## What is required
All of the entries need to be written out again, exactly as they are.

Named-object pointing records
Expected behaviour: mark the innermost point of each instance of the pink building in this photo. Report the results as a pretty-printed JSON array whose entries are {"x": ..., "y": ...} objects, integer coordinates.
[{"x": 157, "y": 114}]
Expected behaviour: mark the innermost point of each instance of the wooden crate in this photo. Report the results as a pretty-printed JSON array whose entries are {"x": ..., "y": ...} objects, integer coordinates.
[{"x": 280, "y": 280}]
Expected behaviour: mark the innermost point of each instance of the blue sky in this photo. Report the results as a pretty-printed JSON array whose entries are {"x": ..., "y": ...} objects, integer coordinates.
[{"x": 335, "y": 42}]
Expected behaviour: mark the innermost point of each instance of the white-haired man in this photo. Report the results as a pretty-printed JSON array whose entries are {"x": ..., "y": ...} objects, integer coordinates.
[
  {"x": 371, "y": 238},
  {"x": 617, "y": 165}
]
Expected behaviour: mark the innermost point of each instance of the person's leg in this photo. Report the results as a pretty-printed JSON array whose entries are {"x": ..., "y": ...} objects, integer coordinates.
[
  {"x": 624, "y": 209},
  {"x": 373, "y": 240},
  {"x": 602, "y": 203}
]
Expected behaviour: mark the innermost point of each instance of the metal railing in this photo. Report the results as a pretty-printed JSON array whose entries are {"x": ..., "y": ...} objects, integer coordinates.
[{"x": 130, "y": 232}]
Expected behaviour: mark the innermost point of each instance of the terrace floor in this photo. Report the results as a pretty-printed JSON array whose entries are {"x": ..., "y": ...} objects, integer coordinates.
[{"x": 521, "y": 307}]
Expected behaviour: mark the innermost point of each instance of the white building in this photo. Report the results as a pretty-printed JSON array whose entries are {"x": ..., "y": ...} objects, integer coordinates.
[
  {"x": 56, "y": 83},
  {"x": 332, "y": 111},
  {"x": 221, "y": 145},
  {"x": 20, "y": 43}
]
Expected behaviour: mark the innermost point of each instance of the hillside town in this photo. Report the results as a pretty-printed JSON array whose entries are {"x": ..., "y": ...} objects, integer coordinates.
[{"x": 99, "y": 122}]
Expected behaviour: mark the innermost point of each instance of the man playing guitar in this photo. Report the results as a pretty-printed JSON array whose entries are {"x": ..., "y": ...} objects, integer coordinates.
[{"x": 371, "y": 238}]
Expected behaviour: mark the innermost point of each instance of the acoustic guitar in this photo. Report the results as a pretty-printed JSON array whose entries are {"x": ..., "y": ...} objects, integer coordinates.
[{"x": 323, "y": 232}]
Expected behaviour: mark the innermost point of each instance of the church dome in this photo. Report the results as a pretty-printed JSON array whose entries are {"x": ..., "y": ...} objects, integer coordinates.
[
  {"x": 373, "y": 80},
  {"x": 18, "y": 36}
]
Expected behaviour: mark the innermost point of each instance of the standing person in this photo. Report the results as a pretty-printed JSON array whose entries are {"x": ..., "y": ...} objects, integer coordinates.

## Solution for this problem
Expected behaviour: mark the innermost point of each instance of the pink building in this photo. Report the results as a pretty-printed JSON array whose entries are {"x": ..., "y": ...} objects, integer coordinates.
[{"x": 157, "y": 114}]
Expected behaviour: mark the innermost point of each instance of the wooden crate in this photo. Report the results as a pretty-printed JSON array whose entries are {"x": ..., "y": ...} objects, integer coordinates.
[{"x": 280, "y": 280}]
Expected behaviour: mark the innermost point of each instance of the blue sky in this photo. Report the results as a pretty-printed JSON array whose entries are {"x": ..., "y": ...} objects, integer coordinates.
[{"x": 335, "y": 42}]
Expected behaviour: mark the innermost point of each instance of the white-haired man in this photo. Report the results as a pretty-printed JSON array whose entries are {"x": ..., "y": ...} objects, integer coordinates.
[
  {"x": 371, "y": 238},
  {"x": 617, "y": 165}
]
Expected behaviour: mark the innermost point of each instance of the person's leg in this photo. Report the results as a pretty-printed JSON array whose entries are {"x": ..., "y": ...} objects, integer coordinates.
[
  {"x": 624, "y": 209},
  {"x": 373, "y": 240},
  {"x": 602, "y": 203}
]
Expected behaviour: mark the innermost point of each instance of the metal railing in this photo. Report the results as a pretty-printed JSON array whose entries are {"x": ..., "y": ...} objects, integer coordinates.
[{"x": 130, "y": 232}]
Expected behaviour: mark the innermost point of each instance of the terrace floor in this photo. Report the results as a pretty-printed JSON array whose entries are {"x": ..., "y": ...} objects, integer coordinates.
[{"x": 521, "y": 307}]
Expected behaviour: mark the innermost point of each instance of the white building in this photo. Report the results as a pretty-printed JSON array whose entries are {"x": ..., "y": ...} objects, integer coordinates.
[
  {"x": 56, "y": 83},
  {"x": 332, "y": 111},
  {"x": 221, "y": 145},
  {"x": 20, "y": 43}
]
Expected behaviour: mark the innermost point of each instance of the hillside town in this photo. Report the results as a pretty-printed JSON array whose entries are {"x": ..., "y": ...} objects, integer coordinates.
[{"x": 99, "y": 122}]
Expected behaviour: mark the innermost point of each instance of the man playing guitar in this photo. Report the results as a pretty-printed JSON array whose entries are {"x": ..., "y": ...} objects, integer coordinates.
[{"x": 371, "y": 238}]
Expected behaviour: mark the innermost point of each instance of the acoustic guitar in this photo. Report the results as a pretty-printed JSON array whose entries are {"x": ..., "y": ...} objects, integer coordinates.
[{"x": 323, "y": 232}]
Expected behaviour: mark the innermost point of each instance of the church dome in this photo. Report the results as a pretty-printed JSON array whose entries are {"x": ..., "y": ...} objects, integer coordinates.
[
  {"x": 373, "y": 80},
  {"x": 18, "y": 36}
]
Expected behaviour: mark the innermost point of each instance of the standing person in this photo. Report the results as a pretty-printed JSON array whose entries are {"x": ..., "y": ...} objects, integer coordinates.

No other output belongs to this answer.